WHAT IS ASKED:
(A) In the PDF text extraction example below, what encoding is used when the output file is opened for writing?
(B) Output the part of the PDF text extraction page below from "textAbsorber = apdf.text.TextAbsorber()" to "file.write(textAbsorber.text)", word for word.
(C) Go on with the PDF text extraction page below, picking up after its last line.

EXCERPTED TEXT:
Extract Text from PDF using Python

Extract Text from PDF Document

This example converts PDF content into plain text, which can be used for further text analysis, search indexing, or data extraction.

  1. Load the PDF Document
  2. Initialize a Text Absorber
  3. Extract Text from All Pages
  4. Write the Extracted Text to a File

    import aspose.pdf as apdf
    from io import FileIO
    from os import path
    import json
    from aspose.pycore import cast, is_assignable

    path_infile = path.join(self.dataDir, infile)
    path_outfile = path.join(self.dataDir, outfile)

    document = apdf.Document(path_infile)
    textAbsorber = apdf.text.TextAbsorber()
    document.pages.accept(textAbsorber)
    with open(path_outfile, "w", encoding="utf-8") as file:
        file.write(textAbsorber.text)

RECORD EXTRACTS:
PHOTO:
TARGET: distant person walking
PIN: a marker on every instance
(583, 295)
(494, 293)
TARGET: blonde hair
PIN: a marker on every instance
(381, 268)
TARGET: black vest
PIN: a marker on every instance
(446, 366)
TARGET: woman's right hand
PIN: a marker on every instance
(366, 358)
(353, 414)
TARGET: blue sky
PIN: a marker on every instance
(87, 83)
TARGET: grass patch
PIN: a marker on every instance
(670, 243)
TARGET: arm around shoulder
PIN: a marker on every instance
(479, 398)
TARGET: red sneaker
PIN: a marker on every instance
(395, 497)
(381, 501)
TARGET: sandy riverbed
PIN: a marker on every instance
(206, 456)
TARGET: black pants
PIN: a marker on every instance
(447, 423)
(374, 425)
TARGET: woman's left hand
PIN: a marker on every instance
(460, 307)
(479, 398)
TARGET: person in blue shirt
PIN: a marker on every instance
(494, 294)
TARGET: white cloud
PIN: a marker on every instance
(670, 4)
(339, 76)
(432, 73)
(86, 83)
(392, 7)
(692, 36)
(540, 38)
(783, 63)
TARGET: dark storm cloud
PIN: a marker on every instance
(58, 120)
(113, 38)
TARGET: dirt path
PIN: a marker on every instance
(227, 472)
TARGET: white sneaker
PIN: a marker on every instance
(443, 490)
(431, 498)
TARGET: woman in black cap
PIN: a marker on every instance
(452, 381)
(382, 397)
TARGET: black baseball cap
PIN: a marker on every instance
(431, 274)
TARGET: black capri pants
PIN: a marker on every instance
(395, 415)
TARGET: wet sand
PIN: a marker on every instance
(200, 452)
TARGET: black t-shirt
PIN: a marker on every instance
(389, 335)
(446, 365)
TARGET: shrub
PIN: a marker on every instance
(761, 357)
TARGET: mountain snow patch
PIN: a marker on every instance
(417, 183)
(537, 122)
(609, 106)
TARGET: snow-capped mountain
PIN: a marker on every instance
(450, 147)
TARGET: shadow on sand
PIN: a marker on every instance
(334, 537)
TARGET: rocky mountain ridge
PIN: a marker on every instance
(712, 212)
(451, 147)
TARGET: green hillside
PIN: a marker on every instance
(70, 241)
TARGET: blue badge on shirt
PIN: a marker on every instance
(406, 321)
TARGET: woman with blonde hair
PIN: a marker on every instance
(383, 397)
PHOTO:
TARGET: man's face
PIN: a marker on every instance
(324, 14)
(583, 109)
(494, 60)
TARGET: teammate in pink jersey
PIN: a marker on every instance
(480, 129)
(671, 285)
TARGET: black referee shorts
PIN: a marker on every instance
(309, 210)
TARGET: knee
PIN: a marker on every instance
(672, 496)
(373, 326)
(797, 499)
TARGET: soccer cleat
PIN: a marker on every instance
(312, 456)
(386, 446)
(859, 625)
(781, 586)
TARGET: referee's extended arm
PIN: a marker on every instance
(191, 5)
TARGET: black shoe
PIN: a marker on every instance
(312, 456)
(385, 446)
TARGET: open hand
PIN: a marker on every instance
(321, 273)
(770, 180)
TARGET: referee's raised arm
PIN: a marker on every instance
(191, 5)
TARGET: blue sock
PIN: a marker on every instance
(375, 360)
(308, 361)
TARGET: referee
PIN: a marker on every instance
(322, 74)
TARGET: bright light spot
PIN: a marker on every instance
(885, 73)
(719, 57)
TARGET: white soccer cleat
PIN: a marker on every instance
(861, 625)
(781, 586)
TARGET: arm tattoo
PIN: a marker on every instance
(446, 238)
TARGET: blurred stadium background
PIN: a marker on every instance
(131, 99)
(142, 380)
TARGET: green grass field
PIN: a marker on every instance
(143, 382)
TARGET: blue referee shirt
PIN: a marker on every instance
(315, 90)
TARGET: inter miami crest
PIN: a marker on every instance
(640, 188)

EXERCISE RESULTS:
(A) UTF-8

(B)
textAbsorber = apdf.text.TextAbsorber()
    document.pages.accept(textAbsorber)
    with open(path_outfile, "w", encoding="utf-8") as file:
        file.write(textAbsorber.text)

(C)
Extract Highlighted Text from PDF Document

This code snippet extracts highlighted text from a PDF document, which can help review key points or summarize content:


    import aspose.pdf as apdf
    from io import FileIO
    from os import path
    import json
    from aspose.pycore import cast, is_assignable

    path_infile = path.join(self.dataDir, infile)

    document = apdf.Document(path_infile)
    page = document.pages[1]

    for annotation in page.annotations:
        if is_assignable(annotation, apdf.annotations.HighlightAnnotation):
            highlight_annotation = cast(apdf.annotations.HighlightAnnotation, annotation)
            print(highlight_annotation.get_marked_text())